§ **WRITTEN PROBLEM**
Quote the records below word for word, leaving out the pictures.

§ **ITEMS**
▼▼▼

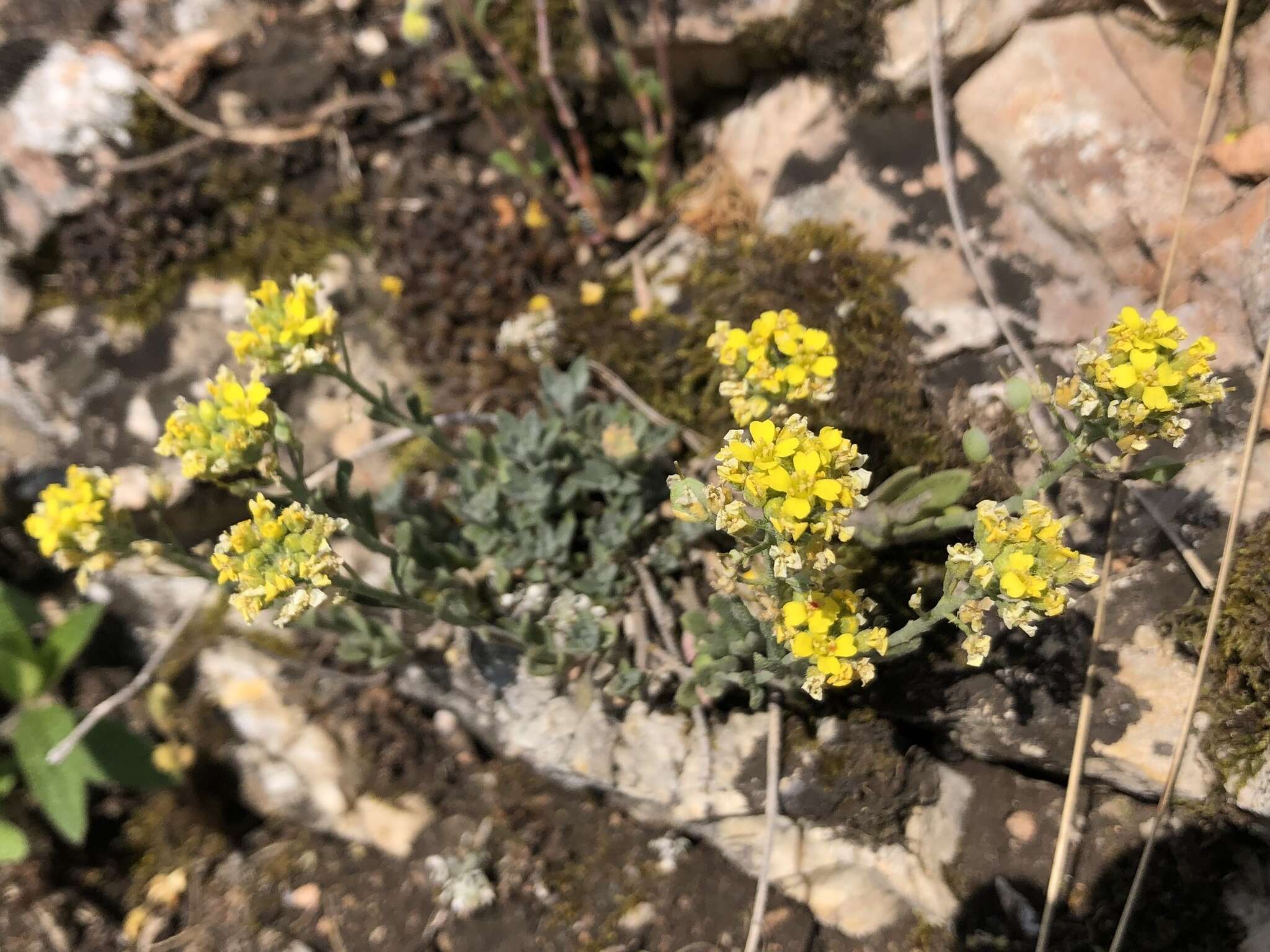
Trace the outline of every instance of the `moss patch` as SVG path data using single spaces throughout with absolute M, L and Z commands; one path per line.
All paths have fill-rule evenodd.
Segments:
M 630 320 L 627 284 L 611 288 L 599 308 L 558 307 L 569 348 L 608 364 L 667 416 L 711 437 L 733 425 L 706 349 L 715 321 L 748 325 L 762 311 L 790 307 L 828 330 L 841 358 L 837 396 L 814 407 L 818 421 L 846 429 L 881 476 L 912 465 L 954 466 L 963 462 L 956 439 L 909 362 L 894 284 L 899 268 L 893 256 L 866 250 L 850 227 L 804 223 L 789 235 L 749 230 L 711 245 L 683 278 L 674 312 L 643 324 Z
M 779 72 L 808 72 L 852 93 L 885 51 L 885 0 L 804 0 L 787 19 L 752 23 L 738 46 L 752 62 Z
M 1177 640 L 1198 649 L 1210 599 L 1179 609 L 1167 622 Z M 1205 753 L 1227 781 L 1246 781 L 1270 749 L 1270 517 L 1236 550 L 1222 622 L 1205 688 L 1213 724 Z

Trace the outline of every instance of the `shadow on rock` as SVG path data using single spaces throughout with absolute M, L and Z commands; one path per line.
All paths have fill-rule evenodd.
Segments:
M 1140 844 L 1118 854 L 1091 885 L 1078 875 L 1055 918 L 1053 952 L 1111 944 Z M 1270 939 L 1265 844 L 1231 826 L 1184 826 L 1162 838 L 1123 952 L 1251 952 Z M 954 927 L 960 952 L 1033 952 L 1045 883 L 996 877 L 982 883 Z

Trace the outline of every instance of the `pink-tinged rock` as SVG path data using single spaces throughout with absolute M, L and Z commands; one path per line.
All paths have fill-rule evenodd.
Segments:
M 789 79 L 753 96 L 723 121 L 715 147 L 759 208 L 767 206 L 789 160 L 817 162 L 846 140 L 846 116 L 828 84 Z
M 1227 175 L 1257 182 L 1270 176 L 1270 122 L 1259 122 L 1241 136 L 1214 142 L 1208 154 Z
M 1203 108 L 1185 60 L 1110 17 L 1064 17 L 1022 27 L 956 96 L 965 133 L 1012 189 L 1143 291 L 1160 279 Z M 1234 198 L 1226 175 L 1201 169 L 1189 217 Z M 1184 275 L 1194 264 L 1181 261 Z

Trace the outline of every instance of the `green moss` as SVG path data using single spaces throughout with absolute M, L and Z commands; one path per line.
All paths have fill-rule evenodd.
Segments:
M 1173 637 L 1199 647 L 1209 599 L 1179 609 L 1167 623 Z M 1213 717 L 1205 753 L 1224 779 L 1246 781 L 1270 749 L 1270 517 L 1262 518 L 1234 553 L 1229 588 L 1217 628 L 1204 702 Z
M 180 302 L 196 278 L 237 279 L 253 286 L 267 277 L 284 279 L 312 272 L 331 253 L 358 251 L 362 246 L 354 235 L 338 228 L 265 212 L 224 251 L 168 265 L 135 291 L 102 301 L 102 314 L 113 321 L 152 326 Z
M 894 279 L 899 263 L 869 251 L 846 226 L 804 223 L 789 235 L 749 231 L 712 245 L 688 270 L 673 314 L 635 325 L 626 287 L 601 308 L 558 305 L 566 343 L 608 364 L 671 419 L 720 437 L 732 425 L 706 348 L 716 320 L 748 325 L 790 307 L 833 336 L 837 396 L 813 410 L 841 425 L 881 476 L 963 462 L 958 440 L 926 400 Z
M 852 93 L 885 50 L 883 0 L 805 0 L 790 18 L 759 20 L 737 38 L 744 58 L 777 72 L 809 72 Z

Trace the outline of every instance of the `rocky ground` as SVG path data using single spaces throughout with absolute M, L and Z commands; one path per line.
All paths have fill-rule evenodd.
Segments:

▲▲▲

§ **RESPONSE TO THIS EXERCISE**
Trace the outline of every instance of the `moss patch` as SVG path data using single spaces throughout with absolute M, L and Z commands; one path per line.
All paths have fill-rule evenodd.
Segments:
M 630 320 L 627 284 L 611 288 L 599 308 L 558 307 L 569 348 L 608 364 L 667 416 L 711 437 L 733 425 L 706 349 L 715 321 L 748 325 L 762 311 L 790 307 L 828 330 L 841 358 L 837 396 L 814 407 L 818 421 L 846 429 L 881 476 L 912 465 L 954 466 L 963 462 L 956 439 L 909 362 L 894 284 L 899 268 L 893 256 L 866 250 L 850 227 L 804 223 L 789 235 L 749 230 L 711 245 L 683 278 L 674 312 L 643 324 Z
M 779 72 L 808 72 L 852 93 L 885 51 L 885 0 L 804 0 L 787 19 L 752 23 L 738 46 L 752 62 Z
M 1177 640 L 1198 649 L 1210 599 L 1179 609 L 1167 622 Z M 1205 753 L 1227 781 L 1246 781 L 1270 749 L 1270 517 L 1236 550 L 1222 622 L 1205 688 L 1213 724 Z

Trace the outline of every instance of the `shadow on rock` as SVG path data using single spaces throughout with absolute M, L and Z commands; one path per line.
All paths have fill-rule evenodd.
Segments:
M 1140 844 L 1118 854 L 1091 885 L 1078 875 L 1055 918 L 1053 952 L 1111 944 Z M 1270 939 L 1265 844 L 1231 826 L 1184 826 L 1162 838 L 1123 952 L 1251 952 Z M 954 927 L 960 952 L 1033 952 L 1045 883 L 996 877 L 982 883 Z

Trace the outline of every instance of the `pink-tinged rock` as SVG path data using single spaces throughout with absolute M, L and Z commands; one path per line.
All paths have fill-rule evenodd.
Segments:
M 789 79 L 753 96 L 723 121 L 715 147 L 759 208 L 767 206 L 789 160 L 817 162 L 846 140 L 846 116 L 828 84 Z
M 1227 175 L 1257 182 L 1270 176 L 1270 122 L 1259 122 L 1241 136 L 1214 142 L 1208 154 Z
M 1203 108 L 1185 60 L 1110 17 L 1064 17 L 1022 27 L 956 96 L 965 133 L 1012 189 L 1143 291 L 1160 279 Z M 1234 198 L 1226 175 L 1201 169 L 1189 217 Z M 1184 275 L 1194 264 L 1181 261 Z

Trace the outline of every instance of the `green moss` as SVG path data using single spaces throughout with absolute M, L and Z commands; one path per line.
All paths have fill-rule evenodd.
Segments:
M 1173 637 L 1199 647 L 1209 599 L 1179 609 L 1167 623 Z M 1213 717 L 1205 753 L 1224 779 L 1246 781 L 1270 749 L 1270 517 L 1262 518 L 1234 553 L 1229 588 L 1217 628 L 1204 702 Z
M 180 302 L 196 278 L 237 279 L 253 286 L 267 277 L 284 279 L 312 272 L 331 253 L 358 251 L 362 246 L 354 235 L 338 228 L 265 212 L 224 251 L 168 265 L 135 291 L 102 301 L 102 314 L 113 321 L 152 326 Z
M 894 279 L 899 263 L 869 251 L 846 226 L 804 223 L 789 235 L 749 231 L 712 245 L 688 270 L 673 314 L 635 325 L 626 287 L 601 308 L 558 305 L 566 343 L 608 364 L 671 419 L 720 437 L 732 425 L 706 348 L 716 320 L 748 325 L 790 307 L 833 336 L 837 396 L 813 410 L 841 425 L 881 476 L 963 462 L 958 440 L 926 400 Z
M 852 93 L 885 50 L 883 0 L 805 0 L 790 18 L 759 20 L 737 38 L 744 58 L 777 72 L 809 72 Z

Trace the outline of every instance of the `rocky ground` as SVG path data using single spaces throughout with absolute M, L and Z commands; one path per line.
All paths have fill-rule evenodd.
Segments:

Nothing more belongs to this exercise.